**EXERCISE AIM**
Recast the records below as a Markdown table with the columns "Row" and "Line," starting with the line that contains "The function MUST provide one marker per instance of the bar" and going on through the last line of the records. Give each line with its row number, and leave out blank lines.

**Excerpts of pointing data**
## begin
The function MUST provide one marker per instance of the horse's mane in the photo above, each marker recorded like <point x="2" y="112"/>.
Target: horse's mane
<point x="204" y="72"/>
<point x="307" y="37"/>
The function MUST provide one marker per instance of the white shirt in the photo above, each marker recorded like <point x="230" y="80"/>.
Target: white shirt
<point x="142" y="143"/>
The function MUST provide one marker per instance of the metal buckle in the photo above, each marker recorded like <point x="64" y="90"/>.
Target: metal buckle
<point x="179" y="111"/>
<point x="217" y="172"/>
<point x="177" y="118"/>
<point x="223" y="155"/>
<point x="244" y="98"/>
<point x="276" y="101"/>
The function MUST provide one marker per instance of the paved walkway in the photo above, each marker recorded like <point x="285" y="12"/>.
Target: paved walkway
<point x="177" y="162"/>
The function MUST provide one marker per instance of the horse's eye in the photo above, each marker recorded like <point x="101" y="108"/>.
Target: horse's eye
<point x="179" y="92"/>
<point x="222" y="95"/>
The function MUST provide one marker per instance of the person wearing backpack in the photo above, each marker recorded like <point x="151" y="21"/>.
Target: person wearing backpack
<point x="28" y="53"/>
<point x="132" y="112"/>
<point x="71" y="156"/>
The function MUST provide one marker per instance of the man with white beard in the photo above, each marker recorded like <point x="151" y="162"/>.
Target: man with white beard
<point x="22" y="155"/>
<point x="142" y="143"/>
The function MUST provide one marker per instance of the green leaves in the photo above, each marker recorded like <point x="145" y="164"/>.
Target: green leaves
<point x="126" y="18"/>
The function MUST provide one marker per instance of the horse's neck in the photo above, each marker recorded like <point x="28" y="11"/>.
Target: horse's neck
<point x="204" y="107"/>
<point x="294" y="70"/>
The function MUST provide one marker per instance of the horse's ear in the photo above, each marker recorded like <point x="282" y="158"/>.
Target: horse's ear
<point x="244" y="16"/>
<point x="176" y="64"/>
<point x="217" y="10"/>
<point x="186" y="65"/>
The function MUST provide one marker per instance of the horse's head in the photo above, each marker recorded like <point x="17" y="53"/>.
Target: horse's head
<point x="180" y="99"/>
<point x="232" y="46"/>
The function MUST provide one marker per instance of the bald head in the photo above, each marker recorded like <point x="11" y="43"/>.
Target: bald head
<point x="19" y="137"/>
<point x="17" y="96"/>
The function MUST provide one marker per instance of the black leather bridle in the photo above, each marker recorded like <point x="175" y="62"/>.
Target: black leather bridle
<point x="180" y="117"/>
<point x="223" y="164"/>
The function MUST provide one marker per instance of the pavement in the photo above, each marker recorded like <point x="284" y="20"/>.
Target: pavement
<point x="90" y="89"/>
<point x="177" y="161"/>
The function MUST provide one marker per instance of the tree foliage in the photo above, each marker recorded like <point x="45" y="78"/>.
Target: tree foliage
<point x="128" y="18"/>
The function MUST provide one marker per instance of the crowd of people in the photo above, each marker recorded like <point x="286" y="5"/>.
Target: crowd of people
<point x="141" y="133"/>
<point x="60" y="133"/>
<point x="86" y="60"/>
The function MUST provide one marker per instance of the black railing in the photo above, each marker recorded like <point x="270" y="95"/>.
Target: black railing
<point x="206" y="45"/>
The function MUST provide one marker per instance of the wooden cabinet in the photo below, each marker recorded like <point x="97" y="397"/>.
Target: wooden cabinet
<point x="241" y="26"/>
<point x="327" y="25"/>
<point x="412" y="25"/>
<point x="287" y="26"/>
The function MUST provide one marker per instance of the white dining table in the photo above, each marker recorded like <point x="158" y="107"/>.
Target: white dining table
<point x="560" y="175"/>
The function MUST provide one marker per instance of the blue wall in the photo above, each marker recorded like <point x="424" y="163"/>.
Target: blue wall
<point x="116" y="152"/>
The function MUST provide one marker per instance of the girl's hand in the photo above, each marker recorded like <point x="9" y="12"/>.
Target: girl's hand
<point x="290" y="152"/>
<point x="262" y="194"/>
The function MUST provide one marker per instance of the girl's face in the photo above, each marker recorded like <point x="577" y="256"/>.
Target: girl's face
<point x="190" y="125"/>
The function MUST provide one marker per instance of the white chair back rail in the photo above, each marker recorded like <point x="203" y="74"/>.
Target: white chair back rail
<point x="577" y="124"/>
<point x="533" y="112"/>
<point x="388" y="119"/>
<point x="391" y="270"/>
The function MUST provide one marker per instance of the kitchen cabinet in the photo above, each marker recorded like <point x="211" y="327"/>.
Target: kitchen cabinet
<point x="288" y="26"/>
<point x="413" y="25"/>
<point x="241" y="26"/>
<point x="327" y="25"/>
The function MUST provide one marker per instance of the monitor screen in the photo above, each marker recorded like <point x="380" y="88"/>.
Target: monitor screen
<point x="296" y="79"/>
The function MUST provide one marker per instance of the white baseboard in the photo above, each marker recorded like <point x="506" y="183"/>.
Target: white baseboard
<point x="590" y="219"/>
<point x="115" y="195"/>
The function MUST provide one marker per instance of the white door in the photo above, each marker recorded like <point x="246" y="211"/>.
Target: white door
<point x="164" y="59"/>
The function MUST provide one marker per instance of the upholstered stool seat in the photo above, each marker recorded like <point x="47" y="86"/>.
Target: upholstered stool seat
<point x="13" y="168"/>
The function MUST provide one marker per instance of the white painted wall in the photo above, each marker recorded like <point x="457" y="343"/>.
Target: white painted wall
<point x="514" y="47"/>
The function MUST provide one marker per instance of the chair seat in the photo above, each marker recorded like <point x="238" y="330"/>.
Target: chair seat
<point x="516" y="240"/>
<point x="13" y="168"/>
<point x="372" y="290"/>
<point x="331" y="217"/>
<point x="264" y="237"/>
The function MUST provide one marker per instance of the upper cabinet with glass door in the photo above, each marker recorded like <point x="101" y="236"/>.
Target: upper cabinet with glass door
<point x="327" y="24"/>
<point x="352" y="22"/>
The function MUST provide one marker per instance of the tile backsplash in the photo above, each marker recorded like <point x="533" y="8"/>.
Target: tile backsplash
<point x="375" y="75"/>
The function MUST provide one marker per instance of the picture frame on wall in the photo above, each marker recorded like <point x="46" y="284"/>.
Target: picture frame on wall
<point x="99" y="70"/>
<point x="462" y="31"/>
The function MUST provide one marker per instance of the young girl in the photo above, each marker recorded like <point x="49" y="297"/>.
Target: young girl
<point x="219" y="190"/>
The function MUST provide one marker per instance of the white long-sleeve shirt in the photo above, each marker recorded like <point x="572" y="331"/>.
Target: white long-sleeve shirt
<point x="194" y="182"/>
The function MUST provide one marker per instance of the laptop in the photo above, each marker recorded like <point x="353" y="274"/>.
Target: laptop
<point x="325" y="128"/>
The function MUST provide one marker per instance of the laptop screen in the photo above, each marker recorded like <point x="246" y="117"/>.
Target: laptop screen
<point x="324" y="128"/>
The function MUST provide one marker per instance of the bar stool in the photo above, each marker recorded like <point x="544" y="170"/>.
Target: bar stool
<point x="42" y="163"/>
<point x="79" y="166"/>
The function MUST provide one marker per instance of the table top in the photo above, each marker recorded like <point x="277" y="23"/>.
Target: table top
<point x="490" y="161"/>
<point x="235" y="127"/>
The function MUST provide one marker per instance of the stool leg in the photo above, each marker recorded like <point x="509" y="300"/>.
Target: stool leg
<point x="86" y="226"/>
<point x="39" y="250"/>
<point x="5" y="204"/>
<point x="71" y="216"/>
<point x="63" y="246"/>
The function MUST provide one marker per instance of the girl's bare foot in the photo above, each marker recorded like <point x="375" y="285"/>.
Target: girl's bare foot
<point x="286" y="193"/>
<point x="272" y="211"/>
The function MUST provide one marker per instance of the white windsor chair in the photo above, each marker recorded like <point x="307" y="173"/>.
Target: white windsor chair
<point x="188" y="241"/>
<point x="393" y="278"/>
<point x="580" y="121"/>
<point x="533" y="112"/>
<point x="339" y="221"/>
## end
**FINAL ANSWER**
| Row | Line |
|---|---|
| 1 | The function MUST provide one marker per instance of the bar stool in the photo above, each marker recorded like <point x="544" y="170"/>. |
| 2 | Target: bar stool |
| 3 | <point x="42" y="163"/> |
| 4 | <point x="79" y="166"/> |
| 5 | The function MUST provide one marker per instance of the table top in the photo above, each marker recorded like <point x="277" y="23"/>. |
| 6 | Target: table top |
| 7 | <point x="490" y="161"/> |
| 8 | <point x="235" y="127"/> |
| 9 | The function MUST provide one marker per instance of the stool leg in the photo above, each marker recorded like <point x="509" y="300"/>. |
| 10 | Target: stool leg |
| 11 | <point x="86" y="226"/> |
| 12 | <point x="39" y="250"/> |
| 13 | <point x="5" y="204"/> |
| 14 | <point x="71" y="216"/> |
| 15 | <point x="63" y="246"/> |
| 16 | The function MUST provide one marker per instance of the girl's bare foot in the photo above, each marker recorded like <point x="375" y="285"/>. |
| 17 | Target: girl's bare foot |
| 18 | <point x="286" y="193"/> |
| 19 | <point x="272" y="211"/> |
| 20 | The function MUST provide one marker per instance of the white windsor chair in the photo above, each marker recorded like <point x="307" y="173"/>. |
| 21 | Target: white windsor chair |
| 22 | <point x="188" y="241"/> |
| 23 | <point x="393" y="278"/> |
| 24 | <point x="580" y="121"/> |
| 25 | <point x="533" y="112"/> |
| 26 | <point x="339" y="221"/> |